* [Page]
Effets sur les droits des travailleurs haïtiens en zone franche

P-au-P, 24 févr. 06 [AlterPresse] --- La Confédération Internationale des syndicats libres (CISL) salue la récente adoption d’une nouvelle norme liant l’accès aux prêts à la performance en matière de droits du travail et de conditions de travail.

Cette décision vient d’être prise par la Société financière internationale (SFI), une filiale de la Banque mondiale chargée des prêts au secteur privé.

Selon un communiqué de la CISL, une fois que la nouvelle norme entrera en vigueur dans les prochaines semaines, toute entreprise qui empruntera auprès de la SFI sera tenue de se conformer aux normes internationales du travail (NIT), telles qu’elles sont définies par l’Organisation internationale du travail (OIT)

Les NIT prohibent tout recours au travail forcé, au travail des enfants et aux pratiques discriminatoires et exigent le plein respect de la liberté d’association et du droit de négociation collective.

* [Données affichées]
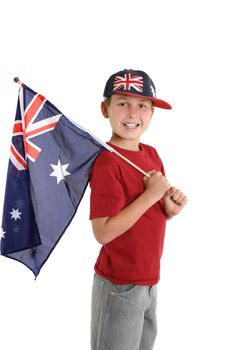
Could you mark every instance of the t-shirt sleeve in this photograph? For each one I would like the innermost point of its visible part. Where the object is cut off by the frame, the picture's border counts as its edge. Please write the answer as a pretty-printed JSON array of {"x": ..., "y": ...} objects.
[{"x": 107, "y": 194}]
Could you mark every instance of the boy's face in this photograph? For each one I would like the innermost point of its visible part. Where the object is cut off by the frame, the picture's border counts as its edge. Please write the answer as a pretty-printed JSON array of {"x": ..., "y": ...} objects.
[{"x": 129, "y": 116}]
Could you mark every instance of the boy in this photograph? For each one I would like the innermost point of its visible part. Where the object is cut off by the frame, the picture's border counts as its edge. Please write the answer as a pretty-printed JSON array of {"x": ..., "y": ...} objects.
[{"x": 129, "y": 213}]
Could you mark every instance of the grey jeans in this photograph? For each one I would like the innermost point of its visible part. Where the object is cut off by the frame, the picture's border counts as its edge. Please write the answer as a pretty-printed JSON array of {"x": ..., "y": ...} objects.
[{"x": 123, "y": 317}]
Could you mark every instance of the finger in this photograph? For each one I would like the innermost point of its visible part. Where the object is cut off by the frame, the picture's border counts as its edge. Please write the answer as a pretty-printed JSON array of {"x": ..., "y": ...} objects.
[
  {"x": 177, "y": 195},
  {"x": 171, "y": 191},
  {"x": 184, "y": 201}
]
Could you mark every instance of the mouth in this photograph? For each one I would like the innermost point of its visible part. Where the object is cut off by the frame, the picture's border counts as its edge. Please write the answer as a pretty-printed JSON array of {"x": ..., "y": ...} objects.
[{"x": 131, "y": 125}]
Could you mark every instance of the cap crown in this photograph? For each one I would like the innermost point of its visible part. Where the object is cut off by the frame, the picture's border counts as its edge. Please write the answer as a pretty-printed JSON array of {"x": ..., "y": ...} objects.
[{"x": 130, "y": 81}]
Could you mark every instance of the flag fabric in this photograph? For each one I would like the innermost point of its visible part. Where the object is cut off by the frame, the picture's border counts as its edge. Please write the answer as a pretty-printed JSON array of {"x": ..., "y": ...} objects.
[{"x": 48, "y": 172}]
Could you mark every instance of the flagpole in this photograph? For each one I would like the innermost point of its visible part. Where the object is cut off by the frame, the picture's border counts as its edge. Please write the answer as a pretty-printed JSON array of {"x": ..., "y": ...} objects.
[
  {"x": 131, "y": 163},
  {"x": 17, "y": 80}
]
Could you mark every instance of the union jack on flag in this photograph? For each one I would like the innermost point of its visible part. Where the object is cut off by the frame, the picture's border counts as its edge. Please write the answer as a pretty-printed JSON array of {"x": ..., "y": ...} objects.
[
  {"x": 48, "y": 172},
  {"x": 26, "y": 127},
  {"x": 128, "y": 81}
]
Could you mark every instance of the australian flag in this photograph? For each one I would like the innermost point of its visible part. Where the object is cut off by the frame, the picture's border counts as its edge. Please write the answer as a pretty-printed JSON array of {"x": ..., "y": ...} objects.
[{"x": 48, "y": 172}]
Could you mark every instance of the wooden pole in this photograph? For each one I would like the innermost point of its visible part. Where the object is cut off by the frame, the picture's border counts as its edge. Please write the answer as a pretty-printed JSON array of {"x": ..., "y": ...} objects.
[{"x": 131, "y": 163}]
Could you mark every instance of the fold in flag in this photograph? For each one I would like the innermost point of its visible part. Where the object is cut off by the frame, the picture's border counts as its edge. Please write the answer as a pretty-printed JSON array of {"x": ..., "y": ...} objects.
[{"x": 48, "y": 172}]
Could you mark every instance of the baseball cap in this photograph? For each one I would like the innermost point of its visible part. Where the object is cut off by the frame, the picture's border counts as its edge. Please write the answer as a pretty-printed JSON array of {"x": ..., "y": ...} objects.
[{"x": 134, "y": 83}]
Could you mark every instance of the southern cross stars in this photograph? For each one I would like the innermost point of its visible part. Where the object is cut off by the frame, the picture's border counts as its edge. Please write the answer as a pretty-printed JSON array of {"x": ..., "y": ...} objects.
[
  {"x": 59, "y": 171},
  {"x": 15, "y": 214}
]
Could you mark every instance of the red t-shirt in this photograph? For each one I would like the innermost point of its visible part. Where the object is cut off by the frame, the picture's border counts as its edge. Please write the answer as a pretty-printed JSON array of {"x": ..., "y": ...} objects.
[{"x": 134, "y": 256}]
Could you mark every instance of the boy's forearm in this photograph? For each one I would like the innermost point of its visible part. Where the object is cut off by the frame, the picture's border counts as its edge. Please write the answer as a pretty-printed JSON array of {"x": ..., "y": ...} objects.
[{"x": 114, "y": 226}]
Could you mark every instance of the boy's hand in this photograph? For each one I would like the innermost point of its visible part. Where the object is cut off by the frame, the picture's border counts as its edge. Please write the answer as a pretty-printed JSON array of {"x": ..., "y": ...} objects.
[
  {"x": 156, "y": 186},
  {"x": 174, "y": 201}
]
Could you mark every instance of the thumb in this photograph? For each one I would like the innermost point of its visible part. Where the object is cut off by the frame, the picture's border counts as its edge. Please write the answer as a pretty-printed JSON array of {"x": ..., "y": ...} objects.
[{"x": 170, "y": 192}]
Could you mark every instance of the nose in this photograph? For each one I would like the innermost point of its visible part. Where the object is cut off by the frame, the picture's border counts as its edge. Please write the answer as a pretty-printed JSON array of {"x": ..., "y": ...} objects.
[{"x": 132, "y": 112}]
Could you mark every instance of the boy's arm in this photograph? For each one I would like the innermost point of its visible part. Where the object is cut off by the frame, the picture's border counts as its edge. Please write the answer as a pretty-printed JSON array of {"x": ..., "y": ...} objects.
[{"x": 108, "y": 228}]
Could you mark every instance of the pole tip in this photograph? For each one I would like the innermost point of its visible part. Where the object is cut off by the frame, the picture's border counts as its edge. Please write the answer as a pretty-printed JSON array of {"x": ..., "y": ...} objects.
[{"x": 16, "y": 80}]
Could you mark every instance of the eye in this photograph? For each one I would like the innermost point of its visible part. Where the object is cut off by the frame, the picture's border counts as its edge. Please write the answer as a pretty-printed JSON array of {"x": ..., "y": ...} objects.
[
  {"x": 143, "y": 106},
  {"x": 123, "y": 104}
]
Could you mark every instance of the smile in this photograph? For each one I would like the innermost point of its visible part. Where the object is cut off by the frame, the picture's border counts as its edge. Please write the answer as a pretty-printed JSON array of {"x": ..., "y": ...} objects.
[{"x": 131, "y": 125}]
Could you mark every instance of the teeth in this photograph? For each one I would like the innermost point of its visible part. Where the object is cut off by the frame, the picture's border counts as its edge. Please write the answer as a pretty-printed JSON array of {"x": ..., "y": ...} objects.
[{"x": 130, "y": 125}]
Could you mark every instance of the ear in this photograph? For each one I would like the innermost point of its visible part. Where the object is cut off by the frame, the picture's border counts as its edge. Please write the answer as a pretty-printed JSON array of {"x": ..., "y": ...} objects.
[{"x": 104, "y": 109}]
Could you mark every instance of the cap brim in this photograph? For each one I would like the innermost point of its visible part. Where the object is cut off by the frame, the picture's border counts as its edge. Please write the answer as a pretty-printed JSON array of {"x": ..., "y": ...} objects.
[{"x": 156, "y": 101}]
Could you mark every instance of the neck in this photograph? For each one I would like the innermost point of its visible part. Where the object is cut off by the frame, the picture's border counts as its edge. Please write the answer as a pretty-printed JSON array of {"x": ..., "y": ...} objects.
[{"x": 131, "y": 145}]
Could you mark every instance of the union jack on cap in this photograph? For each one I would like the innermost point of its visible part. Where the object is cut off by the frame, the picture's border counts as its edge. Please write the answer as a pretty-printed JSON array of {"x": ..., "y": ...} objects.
[{"x": 133, "y": 83}]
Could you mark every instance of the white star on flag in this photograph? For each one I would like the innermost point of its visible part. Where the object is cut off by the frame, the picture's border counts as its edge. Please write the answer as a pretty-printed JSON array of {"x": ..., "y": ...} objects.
[
  {"x": 59, "y": 171},
  {"x": 2, "y": 234},
  {"x": 15, "y": 214}
]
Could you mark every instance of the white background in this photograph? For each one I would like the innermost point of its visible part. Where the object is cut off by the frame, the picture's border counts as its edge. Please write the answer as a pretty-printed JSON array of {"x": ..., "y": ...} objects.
[{"x": 67, "y": 50}]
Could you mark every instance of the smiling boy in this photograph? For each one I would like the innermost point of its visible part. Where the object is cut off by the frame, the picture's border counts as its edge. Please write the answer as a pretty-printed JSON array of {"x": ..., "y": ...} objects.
[{"x": 129, "y": 213}]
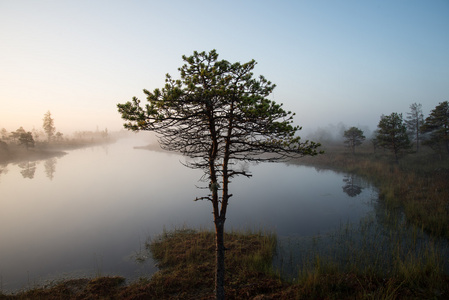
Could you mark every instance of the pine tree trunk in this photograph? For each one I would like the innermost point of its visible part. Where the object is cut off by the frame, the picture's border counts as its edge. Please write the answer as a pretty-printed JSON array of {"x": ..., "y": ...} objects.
[{"x": 220, "y": 257}]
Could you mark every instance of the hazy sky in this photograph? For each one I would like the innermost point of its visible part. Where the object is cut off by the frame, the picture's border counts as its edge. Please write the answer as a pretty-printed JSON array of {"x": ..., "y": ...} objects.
[{"x": 332, "y": 61}]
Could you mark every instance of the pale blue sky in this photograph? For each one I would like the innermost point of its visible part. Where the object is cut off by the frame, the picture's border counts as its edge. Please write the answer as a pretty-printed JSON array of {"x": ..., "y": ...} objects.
[{"x": 332, "y": 61}]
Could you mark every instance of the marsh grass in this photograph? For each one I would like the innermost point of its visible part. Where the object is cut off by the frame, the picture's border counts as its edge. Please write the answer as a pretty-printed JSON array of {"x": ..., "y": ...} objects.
[
  {"x": 418, "y": 184},
  {"x": 186, "y": 259}
]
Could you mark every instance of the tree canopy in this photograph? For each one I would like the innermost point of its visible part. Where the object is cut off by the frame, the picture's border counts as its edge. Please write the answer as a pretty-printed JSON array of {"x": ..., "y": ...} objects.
[
  {"x": 437, "y": 126},
  {"x": 414, "y": 122},
  {"x": 353, "y": 137},
  {"x": 49, "y": 125},
  {"x": 218, "y": 115},
  {"x": 392, "y": 134}
]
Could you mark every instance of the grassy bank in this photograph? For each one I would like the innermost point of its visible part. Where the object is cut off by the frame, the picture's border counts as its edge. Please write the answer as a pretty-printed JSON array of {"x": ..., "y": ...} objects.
[
  {"x": 376, "y": 266},
  {"x": 418, "y": 185},
  {"x": 186, "y": 259}
]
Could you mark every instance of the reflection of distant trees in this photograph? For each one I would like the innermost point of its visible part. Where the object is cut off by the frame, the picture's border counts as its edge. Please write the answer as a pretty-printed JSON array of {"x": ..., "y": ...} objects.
[
  {"x": 28, "y": 169},
  {"x": 50, "y": 167},
  {"x": 3, "y": 169},
  {"x": 353, "y": 185}
]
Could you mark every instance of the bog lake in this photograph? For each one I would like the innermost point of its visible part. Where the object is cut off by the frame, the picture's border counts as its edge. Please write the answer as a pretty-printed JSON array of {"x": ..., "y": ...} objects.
[{"x": 89, "y": 212}]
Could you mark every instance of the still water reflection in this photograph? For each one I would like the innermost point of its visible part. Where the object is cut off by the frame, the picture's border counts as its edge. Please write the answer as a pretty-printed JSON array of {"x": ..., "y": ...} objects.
[{"x": 88, "y": 212}]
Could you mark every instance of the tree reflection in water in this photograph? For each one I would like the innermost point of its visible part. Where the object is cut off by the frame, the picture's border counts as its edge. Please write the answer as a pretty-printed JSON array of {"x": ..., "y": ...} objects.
[
  {"x": 353, "y": 185},
  {"x": 28, "y": 169},
  {"x": 50, "y": 167}
]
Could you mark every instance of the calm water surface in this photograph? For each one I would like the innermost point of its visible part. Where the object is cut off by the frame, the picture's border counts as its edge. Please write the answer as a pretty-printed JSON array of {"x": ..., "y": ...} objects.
[{"x": 88, "y": 212}]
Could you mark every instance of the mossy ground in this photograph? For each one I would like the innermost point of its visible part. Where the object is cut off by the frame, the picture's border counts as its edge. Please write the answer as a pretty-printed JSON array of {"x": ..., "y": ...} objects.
[
  {"x": 418, "y": 185},
  {"x": 186, "y": 258}
]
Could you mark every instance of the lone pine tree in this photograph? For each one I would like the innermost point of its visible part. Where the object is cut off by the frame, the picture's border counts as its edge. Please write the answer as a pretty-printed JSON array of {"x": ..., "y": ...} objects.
[{"x": 217, "y": 114}]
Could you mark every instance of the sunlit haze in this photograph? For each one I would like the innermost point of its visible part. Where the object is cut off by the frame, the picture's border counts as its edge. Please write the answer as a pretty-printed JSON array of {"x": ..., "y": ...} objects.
[{"x": 332, "y": 61}]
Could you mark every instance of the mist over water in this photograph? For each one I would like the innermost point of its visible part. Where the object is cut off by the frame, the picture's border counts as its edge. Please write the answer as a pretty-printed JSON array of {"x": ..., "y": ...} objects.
[{"x": 88, "y": 212}]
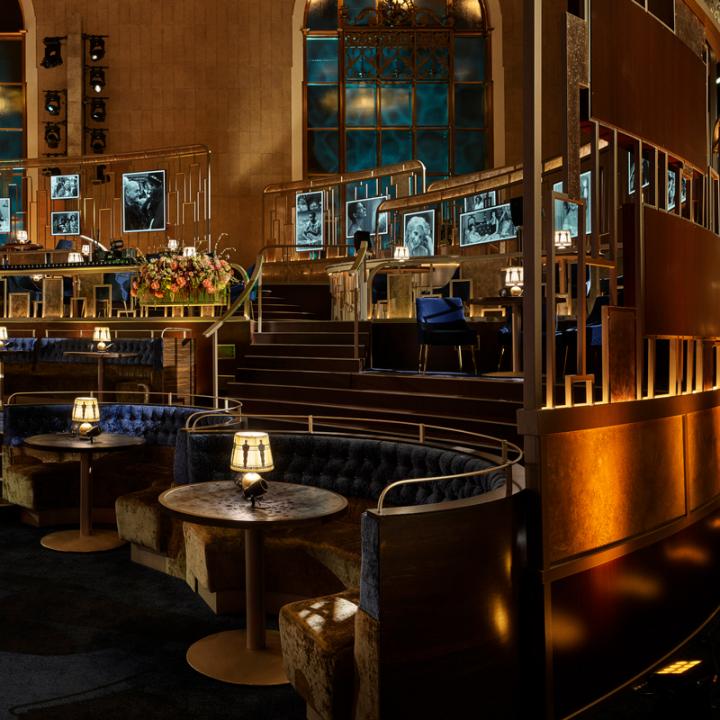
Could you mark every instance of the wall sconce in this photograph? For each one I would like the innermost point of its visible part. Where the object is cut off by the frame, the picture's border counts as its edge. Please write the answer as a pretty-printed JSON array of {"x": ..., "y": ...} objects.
[
  {"x": 53, "y": 56},
  {"x": 84, "y": 414},
  {"x": 514, "y": 279},
  {"x": 101, "y": 335},
  {"x": 53, "y": 135},
  {"x": 97, "y": 79},
  {"x": 563, "y": 239},
  {"x": 401, "y": 253},
  {"x": 53, "y": 102},
  {"x": 251, "y": 455}
]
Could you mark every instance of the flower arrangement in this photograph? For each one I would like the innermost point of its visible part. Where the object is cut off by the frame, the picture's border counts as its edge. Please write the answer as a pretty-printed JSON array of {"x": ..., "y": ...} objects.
[{"x": 179, "y": 278}]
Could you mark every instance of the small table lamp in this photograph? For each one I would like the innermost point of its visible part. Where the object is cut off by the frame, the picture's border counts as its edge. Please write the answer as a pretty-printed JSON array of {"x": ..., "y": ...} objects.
[
  {"x": 85, "y": 413},
  {"x": 251, "y": 455},
  {"x": 101, "y": 335}
]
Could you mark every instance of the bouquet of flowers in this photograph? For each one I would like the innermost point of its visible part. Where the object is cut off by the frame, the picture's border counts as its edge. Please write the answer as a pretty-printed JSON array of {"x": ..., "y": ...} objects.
[{"x": 179, "y": 278}]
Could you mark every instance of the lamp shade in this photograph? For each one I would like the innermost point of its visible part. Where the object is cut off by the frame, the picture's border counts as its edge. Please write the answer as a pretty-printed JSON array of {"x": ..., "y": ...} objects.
[
  {"x": 85, "y": 410},
  {"x": 101, "y": 334},
  {"x": 251, "y": 452}
]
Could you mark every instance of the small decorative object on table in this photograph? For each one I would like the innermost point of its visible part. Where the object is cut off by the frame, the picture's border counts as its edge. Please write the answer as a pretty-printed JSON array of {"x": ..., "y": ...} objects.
[
  {"x": 85, "y": 413},
  {"x": 251, "y": 455}
]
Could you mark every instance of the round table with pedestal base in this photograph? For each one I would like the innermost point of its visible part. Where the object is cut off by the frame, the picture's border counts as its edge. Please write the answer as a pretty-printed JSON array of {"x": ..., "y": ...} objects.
[
  {"x": 85, "y": 539},
  {"x": 252, "y": 656}
]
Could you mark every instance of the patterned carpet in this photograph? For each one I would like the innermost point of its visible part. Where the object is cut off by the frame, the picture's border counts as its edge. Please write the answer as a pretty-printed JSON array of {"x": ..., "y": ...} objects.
[{"x": 97, "y": 636}]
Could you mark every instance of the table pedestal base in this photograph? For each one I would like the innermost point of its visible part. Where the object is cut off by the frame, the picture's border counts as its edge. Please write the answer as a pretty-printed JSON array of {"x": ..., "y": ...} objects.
[
  {"x": 73, "y": 541},
  {"x": 224, "y": 656}
]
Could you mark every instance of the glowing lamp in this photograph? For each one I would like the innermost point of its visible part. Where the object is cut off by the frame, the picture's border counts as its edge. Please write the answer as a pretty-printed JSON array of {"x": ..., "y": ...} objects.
[
  {"x": 401, "y": 252},
  {"x": 85, "y": 414},
  {"x": 251, "y": 455},
  {"x": 101, "y": 335}
]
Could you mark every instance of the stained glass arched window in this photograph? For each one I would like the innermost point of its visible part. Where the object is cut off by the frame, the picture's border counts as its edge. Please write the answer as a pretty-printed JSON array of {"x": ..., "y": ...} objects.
[{"x": 390, "y": 80}]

* [À faire]
(a) D'après la page, quel organisme a adopté la nouvelle norme liant l'accès aux prêts aux droits du travail ?
(b) Dressez la liste de toutes les pratiques que, selon la page, les NIT interdisent.
(c) Reformulez plus brièvement le paragraphe de la page qui commence par « Selon un communiqué de la CISL », en conservant ses faits principaux.

* [Réponses]
(a) La Société financière internationale (SFI), une filiale de la Banque mondiale chargée des prêts au secteur privé.

(b)
- Le travail forcé
- Le travail des enfants
- Les pratiques discriminatoires

(c) D'après un communiqué de la CISL, dès l'entrée en vigueur de la norme dans les prochaines semaines, toute entreprise empruntant à la SFI devra respecter les normes internationales du travail (NIT) définies par l'OIT.